## TASK DATA

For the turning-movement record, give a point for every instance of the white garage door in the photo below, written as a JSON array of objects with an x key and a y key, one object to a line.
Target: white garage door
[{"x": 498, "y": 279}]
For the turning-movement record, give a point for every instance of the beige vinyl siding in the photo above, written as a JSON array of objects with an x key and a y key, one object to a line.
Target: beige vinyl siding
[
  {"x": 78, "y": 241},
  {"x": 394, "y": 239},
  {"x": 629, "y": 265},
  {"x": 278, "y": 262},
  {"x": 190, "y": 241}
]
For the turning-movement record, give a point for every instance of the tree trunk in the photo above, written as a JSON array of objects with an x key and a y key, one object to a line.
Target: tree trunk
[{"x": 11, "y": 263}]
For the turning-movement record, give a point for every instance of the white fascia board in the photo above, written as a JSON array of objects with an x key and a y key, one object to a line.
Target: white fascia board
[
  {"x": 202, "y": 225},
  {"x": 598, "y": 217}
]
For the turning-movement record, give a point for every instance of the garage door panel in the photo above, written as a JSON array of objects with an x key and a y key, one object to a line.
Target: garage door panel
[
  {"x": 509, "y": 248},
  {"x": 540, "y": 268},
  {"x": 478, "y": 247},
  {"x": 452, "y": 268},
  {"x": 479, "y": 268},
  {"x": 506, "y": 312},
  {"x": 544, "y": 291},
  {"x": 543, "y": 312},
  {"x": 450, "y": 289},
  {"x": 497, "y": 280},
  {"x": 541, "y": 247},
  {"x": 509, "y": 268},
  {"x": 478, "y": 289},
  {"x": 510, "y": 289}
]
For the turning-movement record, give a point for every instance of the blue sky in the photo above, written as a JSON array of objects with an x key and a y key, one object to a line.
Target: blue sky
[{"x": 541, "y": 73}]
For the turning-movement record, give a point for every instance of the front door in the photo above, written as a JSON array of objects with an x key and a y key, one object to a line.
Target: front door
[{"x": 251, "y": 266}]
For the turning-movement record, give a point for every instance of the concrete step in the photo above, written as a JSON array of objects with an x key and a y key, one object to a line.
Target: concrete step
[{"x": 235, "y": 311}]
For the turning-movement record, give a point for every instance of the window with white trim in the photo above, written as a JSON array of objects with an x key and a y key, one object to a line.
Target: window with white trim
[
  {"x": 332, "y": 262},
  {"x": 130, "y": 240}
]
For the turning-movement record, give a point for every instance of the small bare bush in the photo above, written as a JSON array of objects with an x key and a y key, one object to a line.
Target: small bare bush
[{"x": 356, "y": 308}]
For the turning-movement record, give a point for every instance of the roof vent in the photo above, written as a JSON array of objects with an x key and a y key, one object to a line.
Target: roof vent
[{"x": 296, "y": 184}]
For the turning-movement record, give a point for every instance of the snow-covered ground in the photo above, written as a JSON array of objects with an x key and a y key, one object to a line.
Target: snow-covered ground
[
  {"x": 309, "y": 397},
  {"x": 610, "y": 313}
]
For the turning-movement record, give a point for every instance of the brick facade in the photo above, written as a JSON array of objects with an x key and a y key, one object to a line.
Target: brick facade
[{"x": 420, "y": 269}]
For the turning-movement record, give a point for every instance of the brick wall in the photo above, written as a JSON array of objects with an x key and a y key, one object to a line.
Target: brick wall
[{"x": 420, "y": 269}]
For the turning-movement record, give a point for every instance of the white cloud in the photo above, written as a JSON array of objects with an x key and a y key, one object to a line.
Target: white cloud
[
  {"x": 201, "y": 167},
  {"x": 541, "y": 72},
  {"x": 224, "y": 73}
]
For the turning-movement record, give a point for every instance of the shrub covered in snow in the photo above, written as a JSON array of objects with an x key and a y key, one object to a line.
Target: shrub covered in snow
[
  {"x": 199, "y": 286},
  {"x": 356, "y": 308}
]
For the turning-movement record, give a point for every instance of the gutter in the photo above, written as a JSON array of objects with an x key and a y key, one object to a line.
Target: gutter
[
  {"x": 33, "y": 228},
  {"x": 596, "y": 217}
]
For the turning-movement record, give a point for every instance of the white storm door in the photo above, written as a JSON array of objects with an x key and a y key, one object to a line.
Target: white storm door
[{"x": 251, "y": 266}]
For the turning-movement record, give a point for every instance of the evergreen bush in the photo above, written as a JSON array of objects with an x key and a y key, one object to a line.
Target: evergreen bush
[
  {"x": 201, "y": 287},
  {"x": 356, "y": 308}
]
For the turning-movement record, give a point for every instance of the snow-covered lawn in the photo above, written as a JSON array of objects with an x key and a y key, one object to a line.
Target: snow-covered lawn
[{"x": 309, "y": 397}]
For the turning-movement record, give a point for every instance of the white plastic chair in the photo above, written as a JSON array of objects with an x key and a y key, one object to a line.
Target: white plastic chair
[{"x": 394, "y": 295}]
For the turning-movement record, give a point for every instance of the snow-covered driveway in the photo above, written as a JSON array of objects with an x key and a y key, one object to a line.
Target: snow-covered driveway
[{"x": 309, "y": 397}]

## TASK TO COMPLETE
Reproduce all of the data above line for line, changing nothing.

## WRITTEN ANSWER
For the turning-movement record, give a point for every instance of the white garage door in the photo below, written as a JSON array of objects with an x key and a y key, one object to a line.
Target: white garage door
[{"x": 498, "y": 279}]
For the turning-movement record, give a point for every instance of the beige vinyl siding in the photo above, written as a JSON array of objects with an x key and a y key, one object to a line.
Target: beige vinyl siding
[
  {"x": 78, "y": 241},
  {"x": 394, "y": 239},
  {"x": 629, "y": 265},
  {"x": 278, "y": 262},
  {"x": 190, "y": 241}
]
For the turning-movement record, give a point for every instance of the tree trunk in the photo above, written as a JSON array of objects with an x key and a y key, one object to a line.
Target: tree trunk
[{"x": 11, "y": 263}]
For the turning-movement record, give a point for every instance of the white fascia board in the photo above, written as a JSON array of objects with an x key and a y key, one object to a line.
Target: white fascia board
[
  {"x": 202, "y": 225},
  {"x": 598, "y": 217}
]
For the turning-movement record, give a point for every instance of the garage door panel in the photo above, written as a JSON array of objects with an x key and a y key, one object to a line.
Target: garage door panel
[
  {"x": 509, "y": 248},
  {"x": 540, "y": 268},
  {"x": 478, "y": 247},
  {"x": 452, "y": 268},
  {"x": 479, "y": 268},
  {"x": 506, "y": 312},
  {"x": 544, "y": 291},
  {"x": 543, "y": 312},
  {"x": 450, "y": 289},
  {"x": 497, "y": 280},
  {"x": 541, "y": 247},
  {"x": 509, "y": 268},
  {"x": 478, "y": 289},
  {"x": 510, "y": 289}
]
For the turning-movement record, give a point for every instance of the blue sky in the photo above, written as a JSON array of objects with an x key and a y key, one object to a line.
Target: blue sky
[{"x": 541, "y": 73}]
For the turning-movement record, give a point for every instance of the front door in the photo above, written as a JSON array of objects with an x key and a y key, one object to a line.
Target: front door
[{"x": 251, "y": 266}]
For the turning-movement record, give a point for every instance of the concrete step in the photo above, written as a JSON array of objects with an x key and a y key, one object to a line.
Target: concrete step
[{"x": 235, "y": 311}]
For the turning-movement record, give a point for every instance of the window with white trim in the photo above, written as a JSON array of objects with an x key and a y key, one object to a line.
Target: window with white trim
[
  {"x": 332, "y": 262},
  {"x": 130, "y": 240}
]
For the turning-movement record, give a point for every instance of the small bare bush in the photo above, written as a JSON array of objects with an x key and a y key, one object to a line.
Target: small bare bush
[{"x": 356, "y": 308}]
For the turning-movement record, give a point for every instance of the roof vent in the photo above, written as a JSON array of objects with an x key and a y key, one object to a line.
Target: roof vent
[{"x": 296, "y": 184}]
For the turning-movement record, give a point for every instance of the snow-covered ground in the photo above, written as a JSON array of objects with an x key and a y key, one object to a line.
Target: snow-covered ground
[
  {"x": 309, "y": 397},
  {"x": 610, "y": 313}
]
For the turning-movement record, give a point for every instance of the brick facade in the photo above, written as a JSON array of objects with an x key and a y key, one object to a line.
Target: brick facade
[{"x": 420, "y": 269}]
For the turning-movement record, give a point for every instance of the brick wall in the photo above, written as a JSON array of objects with an x key and a y key, one object to a line.
Target: brick wall
[{"x": 420, "y": 269}]
For the turning-movement record, give a point for every instance of the white cloud in the photo above, written as a JSON array of objects with an x key and a y key, one object to a line.
Target: white cloud
[
  {"x": 201, "y": 167},
  {"x": 541, "y": 72},
  {"x": 224, "y": 73}
]
For the turning-movement record, give a point for every instance of the shrub covered in snow in the photo above, written as a JSON array of objects with an x key and a y key, one object to a line.
Target: shrub covered in snow
[
  {"x": 199, "y": 286},
  {"x": 356, "y": 308}
]
For the turning-movement record, give a point for every instance of the gutter in the photo above, written as a JSON array of objects with an x key and a y key, one object to a line.
Target: gutter
[
  {"x": 33, "y": 228},
  {"x": 596, "y": 217}
]
For the turning-movement record, give a point for every instance of the white storm door in the photo above, written as a JSON array of objects with an x key and a y key, one object to a line.
Target: white storm door
[{"x": 251, "y": 266}]
For the turning-movement record, give a point for every instance of the evergreen bush in the photo above, written as a JSON array of objects with an x key and a y key, one object to a line.
Target: evergreen bush
[
  {"x": 201, "y": 287},
  {"x": 356, "y": 308}
]
For the turning-movement record, give a point for every instance of the snow-covered lawn in the photo above, written as a JSON array of objects with an x key and a y key, one object to a line.
Target: snow-covered lawn
[{"x": 309, "y": 397}]
For the turning-movement record, give a point for every instance of the white plastic chair in the photo above, written as a JSON array of objects with an x key and a y key, one object to a line.
Target: white plastic chair
[{"x": 394, "y": 295}]
For the turning-movement record, give a point for every instance of the snow-covered driveway in the photo above, written as a JSON array of objects with an x key and a y key, one object to a line.
Target: snow-covered driveway
[{"x": 309, "y": 397}]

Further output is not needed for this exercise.